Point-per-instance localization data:

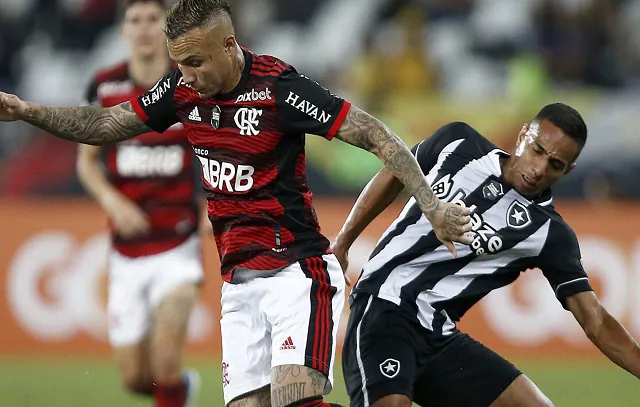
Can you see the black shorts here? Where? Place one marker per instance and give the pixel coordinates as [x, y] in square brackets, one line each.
[387, 351]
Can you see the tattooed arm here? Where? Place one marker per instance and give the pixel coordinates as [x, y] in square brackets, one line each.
[449, 221]
[84, 124]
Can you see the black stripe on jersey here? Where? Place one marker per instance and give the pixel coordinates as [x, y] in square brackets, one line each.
[425, 244]
[439, 270]
[481, 285]
[413, 215]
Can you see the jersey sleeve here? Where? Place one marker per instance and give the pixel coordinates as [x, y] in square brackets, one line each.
[428, 150]
[156, 107]
[561, 263]
[304, 106]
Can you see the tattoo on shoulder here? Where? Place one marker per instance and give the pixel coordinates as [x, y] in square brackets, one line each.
[318, 381]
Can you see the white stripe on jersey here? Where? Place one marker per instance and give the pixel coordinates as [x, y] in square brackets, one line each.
[452, 285]
[446, 152]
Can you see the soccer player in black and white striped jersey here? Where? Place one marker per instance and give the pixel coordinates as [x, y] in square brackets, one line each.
[402, 344]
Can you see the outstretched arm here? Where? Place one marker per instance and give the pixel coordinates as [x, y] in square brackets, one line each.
[84, 124]
[449, 221]
[605, 331]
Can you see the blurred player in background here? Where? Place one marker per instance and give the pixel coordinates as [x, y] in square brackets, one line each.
[246, 116]
[147, 186]
[402, 344]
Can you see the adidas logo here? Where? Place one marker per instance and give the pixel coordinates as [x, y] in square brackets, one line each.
[288, 344]
[194, 116]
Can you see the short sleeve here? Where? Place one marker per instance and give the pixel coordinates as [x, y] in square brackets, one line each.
[428, 150]
[91, 94]
[156, 107]
[561, 263]
[304, 106]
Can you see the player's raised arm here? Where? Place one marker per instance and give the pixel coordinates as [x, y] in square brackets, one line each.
[83, 124]
[605, 331]
[449, 221]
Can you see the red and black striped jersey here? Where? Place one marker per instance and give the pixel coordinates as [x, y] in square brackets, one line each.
[250, 144]
[156, 171]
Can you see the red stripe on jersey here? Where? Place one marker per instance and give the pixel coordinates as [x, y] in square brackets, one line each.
[231, 207]
[339, 120]
[319, 350]
[138, 109]
[247, 237]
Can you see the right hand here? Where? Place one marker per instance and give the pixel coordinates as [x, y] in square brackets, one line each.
[127, 218]
[11, 107]
[450, 222]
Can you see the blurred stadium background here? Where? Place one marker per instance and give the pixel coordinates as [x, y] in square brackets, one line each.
[415, 64]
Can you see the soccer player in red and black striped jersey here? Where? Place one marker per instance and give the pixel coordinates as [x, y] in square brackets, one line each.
[246, 116]
[148, 187]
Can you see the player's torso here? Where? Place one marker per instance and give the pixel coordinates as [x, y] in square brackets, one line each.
[156, 171]
[236, 141]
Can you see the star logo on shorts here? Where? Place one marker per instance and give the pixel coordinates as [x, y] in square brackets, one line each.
[518, 216]
[390, 368]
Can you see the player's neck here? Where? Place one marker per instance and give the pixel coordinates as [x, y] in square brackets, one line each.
[236, 73]
[145, 72]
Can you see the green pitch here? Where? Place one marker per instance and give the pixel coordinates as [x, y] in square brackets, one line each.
[70, 383]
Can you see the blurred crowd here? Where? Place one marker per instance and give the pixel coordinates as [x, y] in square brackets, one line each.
[416, 64]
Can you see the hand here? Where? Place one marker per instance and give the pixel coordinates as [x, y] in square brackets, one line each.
[128, 219]
[450, 222]
[343, 259]
[11, 107]
[205, 225]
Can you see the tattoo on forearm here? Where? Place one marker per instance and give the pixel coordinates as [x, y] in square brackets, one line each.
[88, 124]
[287, 394]
[363, 130]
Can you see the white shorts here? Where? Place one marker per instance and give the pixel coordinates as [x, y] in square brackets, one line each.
[290, 318]
[137, 285]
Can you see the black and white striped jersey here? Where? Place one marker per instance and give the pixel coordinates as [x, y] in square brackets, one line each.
[512, 233]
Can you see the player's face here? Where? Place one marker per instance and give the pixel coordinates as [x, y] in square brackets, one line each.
[143, 26]
[206, 59]
[543, 154]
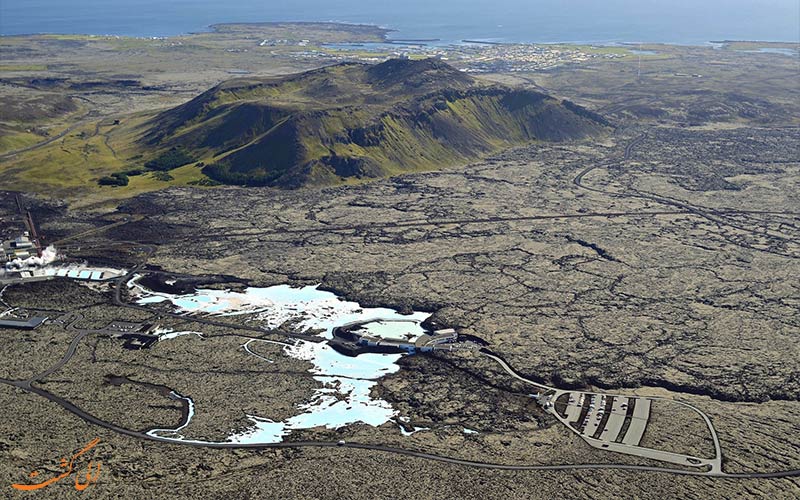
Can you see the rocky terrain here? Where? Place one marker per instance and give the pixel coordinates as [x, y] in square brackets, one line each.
[355, 120]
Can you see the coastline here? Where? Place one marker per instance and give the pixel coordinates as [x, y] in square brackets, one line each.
[384, 33]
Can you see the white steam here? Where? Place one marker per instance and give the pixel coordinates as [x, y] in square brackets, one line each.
[49, 255]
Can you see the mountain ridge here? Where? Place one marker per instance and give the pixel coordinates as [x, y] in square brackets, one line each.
[353, 120]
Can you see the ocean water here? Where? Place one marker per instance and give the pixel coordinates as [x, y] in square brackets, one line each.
[597, 21]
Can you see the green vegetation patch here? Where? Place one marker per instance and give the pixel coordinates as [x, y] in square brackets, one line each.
[169, 160]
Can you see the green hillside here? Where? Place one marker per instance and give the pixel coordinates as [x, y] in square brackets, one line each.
[357, 120]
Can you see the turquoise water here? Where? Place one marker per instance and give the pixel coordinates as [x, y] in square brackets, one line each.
[346, 382]
[674, 21]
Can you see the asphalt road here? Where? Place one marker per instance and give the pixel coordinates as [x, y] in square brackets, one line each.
[67, 405]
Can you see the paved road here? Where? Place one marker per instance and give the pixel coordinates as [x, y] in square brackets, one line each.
[475, 220]
[28, 386]
[715, 463]
[67, 405]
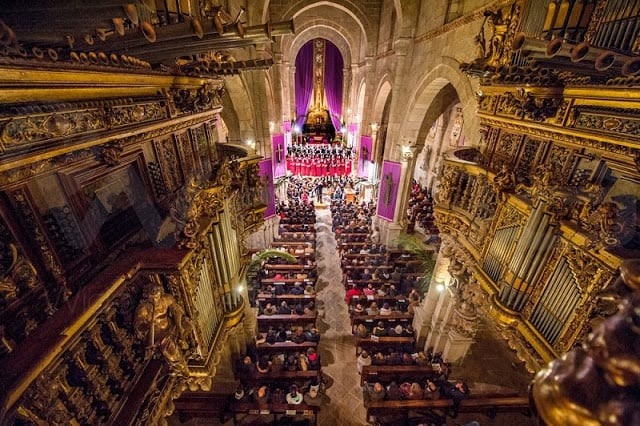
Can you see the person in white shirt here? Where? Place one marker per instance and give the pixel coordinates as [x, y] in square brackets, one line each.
[294, 397]
[363, 360]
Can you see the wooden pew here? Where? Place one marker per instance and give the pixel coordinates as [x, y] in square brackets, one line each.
[276, 410]
[399, 373]
[288, 267]
[289, 235]
[285, 347]
[489, 405]
[370, 267]
[380, 300]
[303, 281]
[308, 244]
[291, 377]
[389, 320]
[295, 298]
[369, 343]
[291, 319]
[202, 404]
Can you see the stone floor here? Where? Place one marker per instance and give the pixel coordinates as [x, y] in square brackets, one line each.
[489, 366]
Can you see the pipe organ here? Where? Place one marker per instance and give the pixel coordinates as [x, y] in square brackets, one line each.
[560, 160]
[120, 229]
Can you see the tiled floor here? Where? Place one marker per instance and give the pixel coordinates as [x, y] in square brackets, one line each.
[489, 365]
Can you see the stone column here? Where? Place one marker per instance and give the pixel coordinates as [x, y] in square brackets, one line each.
[423, 316]
[440, 322]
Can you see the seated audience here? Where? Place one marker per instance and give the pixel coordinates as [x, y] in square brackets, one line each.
[363, 360]
[294, 397]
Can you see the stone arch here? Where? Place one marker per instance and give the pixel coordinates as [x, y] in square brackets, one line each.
[356, 11]
[425, 105]
[319, 29]
[380, 98]
[238, 112]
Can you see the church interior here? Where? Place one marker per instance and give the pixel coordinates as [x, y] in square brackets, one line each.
[342, 212]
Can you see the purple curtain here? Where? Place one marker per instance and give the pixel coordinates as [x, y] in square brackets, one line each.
[304, 81]
[333, 82]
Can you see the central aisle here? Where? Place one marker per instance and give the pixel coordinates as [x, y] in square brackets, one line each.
[345, 405]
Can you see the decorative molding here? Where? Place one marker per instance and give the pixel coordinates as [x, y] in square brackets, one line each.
[462, 21]
[33, 129]
[18, 174]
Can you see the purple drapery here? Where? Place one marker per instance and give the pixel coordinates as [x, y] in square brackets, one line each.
[268, 194]
[304, 81]
[388, 194]
[333, 65]
[279, 152]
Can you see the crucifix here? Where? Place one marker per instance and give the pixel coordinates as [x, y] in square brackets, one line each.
[365, 153]
[388, 190]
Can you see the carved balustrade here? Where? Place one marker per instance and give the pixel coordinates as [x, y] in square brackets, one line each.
[465, 200]
[158, 304]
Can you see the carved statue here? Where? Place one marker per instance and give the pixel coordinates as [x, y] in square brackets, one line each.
[160, 320]
[504, 181]
[598, 383]
[21, 275]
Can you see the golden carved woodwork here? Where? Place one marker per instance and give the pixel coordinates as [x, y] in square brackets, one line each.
[596, 384]
[160, 322]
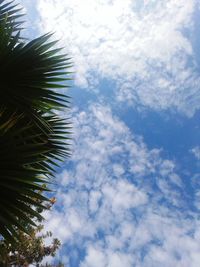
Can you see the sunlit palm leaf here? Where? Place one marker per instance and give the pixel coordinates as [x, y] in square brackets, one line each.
[33, 138]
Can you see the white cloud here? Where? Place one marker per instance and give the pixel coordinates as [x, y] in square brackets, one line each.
[131, 216]
[141, 45]
[196, 152]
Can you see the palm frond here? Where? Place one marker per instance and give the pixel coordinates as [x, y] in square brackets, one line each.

§ **Exercise objective**
Copy out only the lines from the one containing "Can you see the crucifix" to the end of the entries, unchanged. Drop the pictures.

§ **Written solution**
Can you see the crucifix here? Where? Place one marker per instance and give the pixel coordinates as [x, y] in square brackets, one line each.
[365, 153]
[388, 190]
Can you see the carved balustrade here? Where? Place one marker per instance and give the pixel coordinates as [x, y] in square brackets, one line each.
[465, 200]
[158, 304]
Can you see the carved statue here? Where? Place one marker per instance and give the pixel coordinates as [x, y] in square brackets, one line each.
[160, 320]
[504, 181]
[598, 383]
[21, 275]
Can you see the golden carved woodwork here? Where? Place one marker per instance and give the pixel coordinates as [x, y] in square brackets, one line each.
[596, 384]
[160, 322]
Can you see the sunlit palm leaf here? Where? Place one marker per instance and give the pixel coordinates as [x, y] in square brackets, one line each.
[33, 138]
Can you see the white cloud here? Where? Place one marker per instance and give the pixel coordinates as [x, y] in square brackets, one line each.
[131, 216]
[141, 45]
[196, 152]
Can you see the palm frond here? Where? Place one marker per instance and give the pixel coordinates as [x, y] in square brackets, one line each.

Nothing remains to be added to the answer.